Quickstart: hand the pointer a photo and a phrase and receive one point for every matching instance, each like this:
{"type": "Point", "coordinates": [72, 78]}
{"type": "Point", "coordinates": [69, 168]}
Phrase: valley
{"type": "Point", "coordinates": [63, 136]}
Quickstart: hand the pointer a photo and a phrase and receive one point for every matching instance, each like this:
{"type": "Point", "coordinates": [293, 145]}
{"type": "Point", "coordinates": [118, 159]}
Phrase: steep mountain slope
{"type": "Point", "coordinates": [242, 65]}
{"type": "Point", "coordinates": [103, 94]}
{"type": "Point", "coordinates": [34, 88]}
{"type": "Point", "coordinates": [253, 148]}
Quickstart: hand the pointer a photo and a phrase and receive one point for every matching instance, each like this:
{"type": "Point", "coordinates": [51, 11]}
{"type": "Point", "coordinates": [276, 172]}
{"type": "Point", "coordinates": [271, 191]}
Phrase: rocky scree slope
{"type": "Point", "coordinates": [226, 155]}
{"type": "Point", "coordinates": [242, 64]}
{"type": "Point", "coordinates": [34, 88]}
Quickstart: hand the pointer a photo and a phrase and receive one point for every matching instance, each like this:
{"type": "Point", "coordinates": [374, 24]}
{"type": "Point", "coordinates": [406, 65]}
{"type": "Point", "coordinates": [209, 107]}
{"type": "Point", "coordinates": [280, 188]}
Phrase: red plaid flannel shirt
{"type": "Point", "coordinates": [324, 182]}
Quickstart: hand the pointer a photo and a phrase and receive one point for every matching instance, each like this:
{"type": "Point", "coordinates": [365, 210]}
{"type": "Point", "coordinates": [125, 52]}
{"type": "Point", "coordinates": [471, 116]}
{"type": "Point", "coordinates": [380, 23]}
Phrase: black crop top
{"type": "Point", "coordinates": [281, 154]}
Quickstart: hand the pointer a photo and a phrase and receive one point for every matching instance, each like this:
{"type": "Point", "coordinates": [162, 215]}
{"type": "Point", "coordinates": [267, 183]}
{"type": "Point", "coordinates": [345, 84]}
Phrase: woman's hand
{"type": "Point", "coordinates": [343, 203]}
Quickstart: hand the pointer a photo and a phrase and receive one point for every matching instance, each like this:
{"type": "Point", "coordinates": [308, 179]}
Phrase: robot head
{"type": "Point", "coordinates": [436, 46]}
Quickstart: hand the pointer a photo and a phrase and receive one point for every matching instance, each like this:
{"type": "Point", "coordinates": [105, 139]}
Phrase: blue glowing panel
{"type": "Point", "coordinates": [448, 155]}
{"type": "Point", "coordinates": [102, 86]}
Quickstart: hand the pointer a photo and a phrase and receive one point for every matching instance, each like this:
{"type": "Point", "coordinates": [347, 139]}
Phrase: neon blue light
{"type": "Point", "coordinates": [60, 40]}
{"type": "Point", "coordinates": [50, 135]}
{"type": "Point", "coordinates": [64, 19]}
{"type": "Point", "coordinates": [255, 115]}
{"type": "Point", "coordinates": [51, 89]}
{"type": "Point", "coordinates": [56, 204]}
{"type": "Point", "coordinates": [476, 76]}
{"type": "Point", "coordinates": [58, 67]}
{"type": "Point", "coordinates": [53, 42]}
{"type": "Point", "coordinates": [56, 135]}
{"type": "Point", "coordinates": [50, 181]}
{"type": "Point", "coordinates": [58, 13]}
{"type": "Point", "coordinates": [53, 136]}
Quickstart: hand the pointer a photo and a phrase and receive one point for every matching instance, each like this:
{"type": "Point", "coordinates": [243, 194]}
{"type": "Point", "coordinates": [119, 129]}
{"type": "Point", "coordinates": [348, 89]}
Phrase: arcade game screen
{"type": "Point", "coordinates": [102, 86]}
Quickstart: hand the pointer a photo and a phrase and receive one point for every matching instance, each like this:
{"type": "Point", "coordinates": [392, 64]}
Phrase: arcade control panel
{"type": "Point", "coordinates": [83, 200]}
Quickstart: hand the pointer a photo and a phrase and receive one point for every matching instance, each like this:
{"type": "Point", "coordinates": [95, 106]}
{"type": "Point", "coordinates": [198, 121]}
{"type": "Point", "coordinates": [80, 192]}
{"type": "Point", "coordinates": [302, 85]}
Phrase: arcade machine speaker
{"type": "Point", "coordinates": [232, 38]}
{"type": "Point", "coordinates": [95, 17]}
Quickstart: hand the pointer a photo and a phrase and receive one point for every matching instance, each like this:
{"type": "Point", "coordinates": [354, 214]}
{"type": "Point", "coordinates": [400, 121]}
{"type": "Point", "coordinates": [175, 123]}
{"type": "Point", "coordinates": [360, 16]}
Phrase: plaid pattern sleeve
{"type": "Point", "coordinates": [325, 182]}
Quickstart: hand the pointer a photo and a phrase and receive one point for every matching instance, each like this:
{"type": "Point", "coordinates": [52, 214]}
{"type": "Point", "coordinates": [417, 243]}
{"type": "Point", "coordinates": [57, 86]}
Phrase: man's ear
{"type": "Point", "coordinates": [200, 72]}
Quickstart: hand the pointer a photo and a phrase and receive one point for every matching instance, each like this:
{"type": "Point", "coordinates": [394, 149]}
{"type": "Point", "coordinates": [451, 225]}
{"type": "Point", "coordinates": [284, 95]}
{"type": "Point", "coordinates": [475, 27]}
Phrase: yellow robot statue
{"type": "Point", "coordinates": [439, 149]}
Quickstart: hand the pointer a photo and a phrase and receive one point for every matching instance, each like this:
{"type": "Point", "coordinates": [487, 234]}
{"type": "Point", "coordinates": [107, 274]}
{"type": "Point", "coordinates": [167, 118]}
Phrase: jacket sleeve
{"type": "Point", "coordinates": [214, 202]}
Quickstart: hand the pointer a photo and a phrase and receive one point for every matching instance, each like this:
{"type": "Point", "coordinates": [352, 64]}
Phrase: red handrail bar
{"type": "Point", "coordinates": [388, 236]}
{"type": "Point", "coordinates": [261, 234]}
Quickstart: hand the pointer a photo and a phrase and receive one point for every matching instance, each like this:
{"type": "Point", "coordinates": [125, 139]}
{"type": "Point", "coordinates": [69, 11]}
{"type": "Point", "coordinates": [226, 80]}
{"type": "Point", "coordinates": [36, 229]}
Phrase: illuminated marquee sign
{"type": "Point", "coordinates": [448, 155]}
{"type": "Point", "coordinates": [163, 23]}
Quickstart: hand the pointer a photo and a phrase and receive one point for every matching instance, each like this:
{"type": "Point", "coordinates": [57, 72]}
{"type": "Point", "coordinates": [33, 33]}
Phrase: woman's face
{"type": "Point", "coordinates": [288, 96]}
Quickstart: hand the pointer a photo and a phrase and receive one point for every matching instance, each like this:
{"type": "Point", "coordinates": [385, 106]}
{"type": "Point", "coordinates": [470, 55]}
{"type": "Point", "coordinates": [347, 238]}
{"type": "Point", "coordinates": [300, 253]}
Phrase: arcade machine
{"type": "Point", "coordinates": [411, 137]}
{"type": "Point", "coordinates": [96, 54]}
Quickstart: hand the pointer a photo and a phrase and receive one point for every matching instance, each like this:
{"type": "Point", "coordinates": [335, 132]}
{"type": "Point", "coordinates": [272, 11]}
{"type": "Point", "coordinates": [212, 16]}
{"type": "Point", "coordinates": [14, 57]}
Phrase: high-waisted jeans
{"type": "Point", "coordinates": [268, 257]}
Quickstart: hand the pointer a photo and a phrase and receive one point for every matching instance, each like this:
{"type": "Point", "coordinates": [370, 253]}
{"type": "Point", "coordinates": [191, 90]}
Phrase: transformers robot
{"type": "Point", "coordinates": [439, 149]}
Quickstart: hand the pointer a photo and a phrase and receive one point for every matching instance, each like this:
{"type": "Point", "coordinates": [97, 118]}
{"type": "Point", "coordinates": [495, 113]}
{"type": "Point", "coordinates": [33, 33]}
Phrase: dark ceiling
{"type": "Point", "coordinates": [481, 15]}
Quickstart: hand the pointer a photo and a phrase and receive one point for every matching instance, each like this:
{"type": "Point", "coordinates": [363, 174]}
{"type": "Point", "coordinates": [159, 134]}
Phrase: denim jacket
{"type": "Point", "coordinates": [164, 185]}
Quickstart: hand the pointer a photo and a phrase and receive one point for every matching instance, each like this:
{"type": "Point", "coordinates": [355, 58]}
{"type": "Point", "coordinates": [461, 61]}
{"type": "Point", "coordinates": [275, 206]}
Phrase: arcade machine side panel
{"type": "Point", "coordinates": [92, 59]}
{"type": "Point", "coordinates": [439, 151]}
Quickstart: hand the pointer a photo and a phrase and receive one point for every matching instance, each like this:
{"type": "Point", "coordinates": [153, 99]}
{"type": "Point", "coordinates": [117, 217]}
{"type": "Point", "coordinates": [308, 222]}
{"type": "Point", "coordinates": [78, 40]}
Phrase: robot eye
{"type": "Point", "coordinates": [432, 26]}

· · · · ·

(Requirement)
Give the lines from the start of the items up to and including the line with "Phrase: valley" as a Markdown table. Use the columns Row and Line, number each line, and leave out blank lines.

(Solution)
| Row | Line |
|---|---|
| 1 | Quickstart: hand the pointer a photo and a phrase and receive one point for every matching instance, each like this: |
| 2 | {"type": "Point", "coordinates": [72, 78]} |
| 3 | {"type": "Point", "coordinates": [69, 168]} |
| 4 | Phrase: valley |